### Selected excerpt:
--- --- ---

The difference between the 182 / 170 / 12 ?

My install came with 12 “seeded” topics

id	title				 user
1	About the Lounge category	 system
2	About the Meta category		 system
3	About the Staff category	 system
4	Terms of Service		 system
5	FAQ/Guidelines			 system
6	Privacy Policy			 system
7	Assets for the site design	 system
8	Welcome to Discourse		 system
9	Welcome to the Lounge		 system
10	READ ME FIRST: Admin Quick Start Guide	 system
11	This is a test topic		 eviltrout
12	Welcome to Discourse!	 	 system
1 Like

I had AdminGuy1 create a new topic in the meta category
I then went directly to the Data Explorer and ran
SELECT * FROM topic_users ORDER BY topic_id DESC LIMIT 10
members that were Watching / Tracking the meta category were there, and the last id had a user_id = topic_id

I then had Mittineague create a new category - Temporary
I did not visit the new category’s generated About page
Going to Data Explorer and running the same query gave the same results
i.e. no new rows had been added to the topic_users table

I then viewed - aka visited - the new category’s About page but did not edit it.

--- --- ---

[Excerpts of location labeling data]
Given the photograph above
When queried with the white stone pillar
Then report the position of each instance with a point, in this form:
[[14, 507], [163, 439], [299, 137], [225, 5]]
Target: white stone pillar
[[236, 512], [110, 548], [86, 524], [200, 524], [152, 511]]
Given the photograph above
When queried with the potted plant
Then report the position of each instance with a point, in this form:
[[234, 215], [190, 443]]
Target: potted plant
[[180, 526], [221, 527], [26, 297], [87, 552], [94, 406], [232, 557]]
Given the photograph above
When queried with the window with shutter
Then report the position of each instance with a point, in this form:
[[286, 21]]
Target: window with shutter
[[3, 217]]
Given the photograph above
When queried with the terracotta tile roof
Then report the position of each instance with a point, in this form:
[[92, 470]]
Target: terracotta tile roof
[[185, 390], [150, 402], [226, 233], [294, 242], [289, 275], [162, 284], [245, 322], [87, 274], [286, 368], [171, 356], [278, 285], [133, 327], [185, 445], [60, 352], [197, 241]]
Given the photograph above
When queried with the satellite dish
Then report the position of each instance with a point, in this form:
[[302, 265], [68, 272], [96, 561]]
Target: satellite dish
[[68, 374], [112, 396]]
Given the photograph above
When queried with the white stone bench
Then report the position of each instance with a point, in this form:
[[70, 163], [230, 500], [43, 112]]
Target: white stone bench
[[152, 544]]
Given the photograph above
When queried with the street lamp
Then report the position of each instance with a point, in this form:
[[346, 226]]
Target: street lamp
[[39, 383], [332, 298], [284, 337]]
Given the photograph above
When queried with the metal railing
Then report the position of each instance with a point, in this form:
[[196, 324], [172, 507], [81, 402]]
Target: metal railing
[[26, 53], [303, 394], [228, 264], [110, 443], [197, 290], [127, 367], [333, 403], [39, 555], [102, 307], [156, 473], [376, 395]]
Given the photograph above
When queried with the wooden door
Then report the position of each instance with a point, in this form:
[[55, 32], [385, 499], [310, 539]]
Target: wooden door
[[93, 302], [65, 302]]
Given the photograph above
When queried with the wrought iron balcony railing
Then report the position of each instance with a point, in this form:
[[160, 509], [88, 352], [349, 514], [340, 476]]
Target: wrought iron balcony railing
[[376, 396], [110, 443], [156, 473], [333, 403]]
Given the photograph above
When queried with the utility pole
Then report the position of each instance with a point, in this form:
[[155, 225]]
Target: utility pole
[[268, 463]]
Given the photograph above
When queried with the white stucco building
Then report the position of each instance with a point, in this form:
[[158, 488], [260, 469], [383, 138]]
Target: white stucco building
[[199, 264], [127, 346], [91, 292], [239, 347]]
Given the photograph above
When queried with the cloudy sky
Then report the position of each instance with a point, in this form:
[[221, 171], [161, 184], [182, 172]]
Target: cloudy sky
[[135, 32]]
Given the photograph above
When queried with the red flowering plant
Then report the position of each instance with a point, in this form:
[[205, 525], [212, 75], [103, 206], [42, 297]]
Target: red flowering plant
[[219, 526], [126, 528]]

--- --- ---

### Stated exercise 1:
Rewrite the part of the Discourse thread starting at "I then had Mittineague" and ending at "not edit it.", changing "Data Explorer" to "query tool".
### Stated exercise 2:
Does the Discourse thread support each statement? (a) The install came with 12 seeded topics. (b) Mittineague created the new topic in the meta category. (c) Creating the Temporary category added new rows to the topic_users table.

### Output 1:
I then had Mittineague create a new category - Temporary
I did not visit the new category’s generated About page
Going to query tool and running the same query gave the same results
i.e. no new rows had been added to the topic_users table

I then viewed - aka visited - the new category’s About page but did not edit it.

### Output 2:
(a) Yes: "My install came with 12 “seeded” topics"
(b) No: "I had AdminGuy1 create a new topic in the meta category"
(c) No: "no new rows had been added to the topic_users table"